→ ЦИТИРУЕМЫЙ ТЕКСТ
----------------

Фото: пресс-служба "Газпрома"
Готовиться к прошедшей войне — это очень по-беларуски. Вот и «газовые войны» — конфликты с «Газпромом» на рубеже 2003-2004-го (тогда «Газпром» 1 января прекратил поставки газа) и 2006-2007-х годов (тогда цена выросла для Минска с с 46,68 долларов за тысячу кубов до 100 долларов) так впечатлили Александра Лукашенко, что он всерьез заволновался за энергетическую независимость. Шутка ли — вновь закрутит газовый монополист вентиль, и от беларуской стабильности ничего не останется. Да и от безопасности с независимостью тоже.
Проблема была очевидна, и решать ее можно было сложным и дорогим путем. Речь о снижении от зависимости от российского природного газа. Это путь, который сейчас проходит Евросоюз. Но Беларусь пошла своим путем — очень уж подвернулось выгодное предложение. Так в стране появилась АЭС. А недуг в виде энергетической зависимости было решено назвать доблестью.
Собственно, дьявол, как обычно, скрывался в деталях. Беларусь хотела снизить зависимость от российского газа, Беларусь снизила. А выросшая при этом общая зависимость от России — неприятный побочный эффект. Хотя и абсолютно предсказуемый.
Цена на газ с начала президентства Лукашенко оставалась главной головной болью. С далекого 1999 года, с подписанного в декабре Договора о создании Союзного государства, он мечтал о едином рынке энергоносителей и внутренних российских ценах на них для своих производителей.
В разные времена речь шла то о «братских» скидках, то о «равнодоходных» ценах. Проблемой Беларуси была даже не собственно цена. Скорее, ее драматическое различие с ценой для российских субъектов хозяйствования. Цена эта для предприятия в Беларуси и в Смоленской области отличалась обычно более чем вдвое. Соответственно, себестоимость российской продукции оказывалась ниже, а конкурентоспособность беларусов на ключевом рынке — хромала.
«Представьте, получив продукцию в Беларуси — картошку, помидоры в теплицах, тракторы, автомобили, при условии, что газ будет в два раза дороже, чем в России, где мы сможем продать эту продукцию? Вот в чем вопрос. Наша продукция на российском рынке становится неконкурентоспособной. Таким образом, эта акция (увеличение цены — ред.) нацелена на уничтожение только что поднявшихся с колен предприятий Беларуси. Зачем это надо российскому руководству?», — негодовал Лукашенко еще в 2004 году.
Уже больше двадцати лет у него в ходу яркая метафора про совместное героическое прошлое в годы Великой Отечественной войны. Мол, «в одних окопах гнили». Впрочем, российские власти к эмоциям партнера остались глухи.
Ни внутренних, ни равнодоходных цен Беларусь не получила. К примеру, глава Федеральной антимонопольной службы РФ Игорь Артемьев в апреле 2016-го на очередную попытку Беларуси заикнуться про «равнодоходность» просто заявил, что предложение зарабатывать на коммерческих поставках союзнику как на поставках собственному населению — «это бред». И газ не может стоить «для бабульки столько же, сколько он стоит в мире».

----------------

Данные разметки по точкам:

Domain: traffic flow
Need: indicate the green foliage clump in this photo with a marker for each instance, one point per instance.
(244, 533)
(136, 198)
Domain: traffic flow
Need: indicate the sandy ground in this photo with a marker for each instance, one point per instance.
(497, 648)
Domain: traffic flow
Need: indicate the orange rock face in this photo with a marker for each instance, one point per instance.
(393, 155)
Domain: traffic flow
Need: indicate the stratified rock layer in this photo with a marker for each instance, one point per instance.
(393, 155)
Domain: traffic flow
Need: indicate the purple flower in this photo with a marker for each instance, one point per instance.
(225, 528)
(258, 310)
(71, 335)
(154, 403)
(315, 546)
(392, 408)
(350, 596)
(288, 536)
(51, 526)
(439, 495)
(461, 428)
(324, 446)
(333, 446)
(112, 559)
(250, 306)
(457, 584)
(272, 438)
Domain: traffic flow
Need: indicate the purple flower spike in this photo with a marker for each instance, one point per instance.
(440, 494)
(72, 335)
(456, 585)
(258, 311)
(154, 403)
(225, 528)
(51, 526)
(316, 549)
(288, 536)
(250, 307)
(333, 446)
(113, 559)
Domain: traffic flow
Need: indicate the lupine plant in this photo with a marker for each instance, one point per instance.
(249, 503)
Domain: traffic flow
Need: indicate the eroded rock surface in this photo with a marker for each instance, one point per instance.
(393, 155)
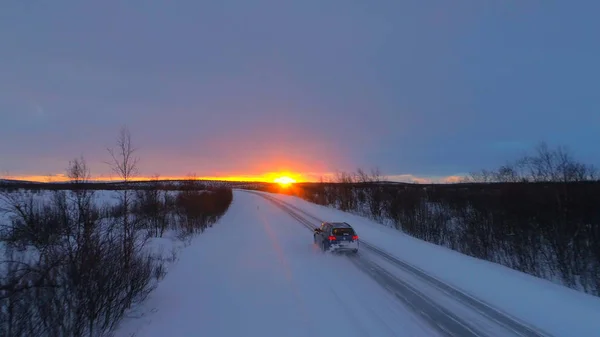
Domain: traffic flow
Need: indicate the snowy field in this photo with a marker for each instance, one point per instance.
(256, 273)
(558, 310)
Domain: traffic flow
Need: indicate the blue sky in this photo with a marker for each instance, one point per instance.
(423, 88)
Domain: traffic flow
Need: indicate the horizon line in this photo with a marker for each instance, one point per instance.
(264, 178)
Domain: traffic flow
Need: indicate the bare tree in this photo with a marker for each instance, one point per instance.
(125, 164)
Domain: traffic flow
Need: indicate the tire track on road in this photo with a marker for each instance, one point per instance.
(497, 316)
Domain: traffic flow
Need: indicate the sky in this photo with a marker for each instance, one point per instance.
(419, 89)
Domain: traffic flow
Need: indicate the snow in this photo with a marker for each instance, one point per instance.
(257, 273)
(558, 310)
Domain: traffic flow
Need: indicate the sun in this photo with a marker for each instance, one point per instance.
(284, 181)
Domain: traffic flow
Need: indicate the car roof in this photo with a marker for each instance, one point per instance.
(340, 224)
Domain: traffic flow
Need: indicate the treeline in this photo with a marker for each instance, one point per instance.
(539, 215)
(73, 266)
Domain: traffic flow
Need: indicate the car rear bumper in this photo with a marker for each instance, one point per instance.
(344, 246)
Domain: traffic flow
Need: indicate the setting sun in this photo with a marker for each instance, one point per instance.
(285, 180)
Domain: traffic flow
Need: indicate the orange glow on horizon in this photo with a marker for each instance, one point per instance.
(277, 177)
(284, 181)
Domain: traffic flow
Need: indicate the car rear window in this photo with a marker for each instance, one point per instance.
(342, 231)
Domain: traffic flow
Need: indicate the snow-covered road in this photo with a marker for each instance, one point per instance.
(257, 273)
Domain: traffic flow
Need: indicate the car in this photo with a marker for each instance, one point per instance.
(336, 237)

----------------

→ ЗАДАНИЕ 1
Продублируйте фрагмент статьи о газовой зависимости Беларуси между словами «Цена на газ» и «рынке — хромала.» включительно.
→ ЗАДАНИЕ 2
Ответьте на вопросы по статье о газовой зависимости Беларуси:
(a) До какой суммы за тысячу кубов выросла цена газа для Минска в 2006–2007 годах?
(b) В каком году Лукашенко возмущался, что белорусская продукция становится неконкурентоспособной на российском рынке?
(c) Кто в апреле 2016 года назвал предложение о «равнодоходности» «бредом»?
→ ЗАДАНИЕ 3
Продолжите статью о газовой зависимости Беларуси после её последнего предложения.

→ ОТВЕТ 1
Цена на газ с начала президентства Лукашенко оставалась главной головной болью. С далекого 1999 года, с подписанного в декабре Договора о создании Союзного государства, он мечтал о едином рынке энергоносителей и внутренних российских ценах на них для своих производителей.
В разные времена речь шла то о «братских» скидках, то о «равнодоходных» ценах. Проблемой Беларуси была даже не собственно цена. Скорее, ее драматическое различие с ценой для российских субъектов хозяйствования. Цена эта для предприятия в Беларуси и в Смоленской области отличалась обычно более чем вдвое. Соответственно, себестоимость российской продукции оказывалась ниже, а конкурентоспособность беларусов на ключевом рынке — хромала.

→ ОТВЕТ 2
(a) До 100 долларов.
(b) В 2004 году.
(c) Игорь Артемьев, глава Федеральной антимонопольной службы РФ.

→ ОТВЕТ 3
Апогеем публичного конфликта стал декабрь 2018 года. Тогда Лукашенко на заседании Высшего Евразийского экономического совета в Санкт-Петербурге публично в прямой трансляции атаковал Путина заявлениями о бесчестной цене на российский газ для Минска.
«Я приведу один пример равноправия и равенства нашего союза! Действующий порядок ценообразования на поставляемый в Беларусь газ, тариф, применяемый «Газпромом» на поставку в Беларусь газа из Ямало-Ненецкого округа к нашим границам, составляет почти $3 за тысячу кубометров на 100 км, в то время как внутрироссийский тариф — порядка $1! В три раза меньше!», — негодовал он.
В итоге, продолжил Лукашенко, на границе Смоленской области газ обходится Беларуси почти в 130 долларов, а оптовая цена для потребителей в Смоленской области — 70 долларов.
«К 2025 году мы должны согласовать единые рынки нефти и газа,— парировал Путин.— Что касается сегодняшней ситуации, то важен не тариф, а важна конечная цена газа, в которую включается этот тариф. Для Беларуси это сейчас 129 долларов, в следующем году будет 127 долларов, а для Федеративной Республики Германия — это 250 долларов! В этом преимущество для наших союзников по ЕАЭС! Хотя мы должны стремиться к идентификации тарифов, но для этого нужно время и другой уровень интеграции между нашими странами».
Прошли годы, и Беларусь уже не раз рапортовала, что цены на газ вот-вот сравняются. И общие энергетические рынки вот-вот создадутся. Периоды надежды сопровождались называнием даже вполне конкретных сроков — в 2020-м, 2022-м, уж точно — в 2025-м.
И вот в начале февраля Дмитрий Крутой, тогда посол Беларуси в России, а ныне — глава Администрации Лукашенко, в эфире «Беларусь 1» рассказал, как обстоят дела сейчас. Крутой отметил, что прошедшее в Санкт-Петербурге заседание Высшего государственного совета стало историческим по уровню принятых решений. В том числе речь о принятых направлениях развития интеграции на 2024-2026 годы.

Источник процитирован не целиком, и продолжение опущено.